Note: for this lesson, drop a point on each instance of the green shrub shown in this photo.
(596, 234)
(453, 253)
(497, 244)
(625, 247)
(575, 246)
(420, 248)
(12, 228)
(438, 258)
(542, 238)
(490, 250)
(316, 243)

+++

Requirements ::
Which lines in the listing above contain the word "lesson"? List each of them in full.

The answer ::
Note: for this lesson, drop a point on each instance of the green shrub shown in this photo.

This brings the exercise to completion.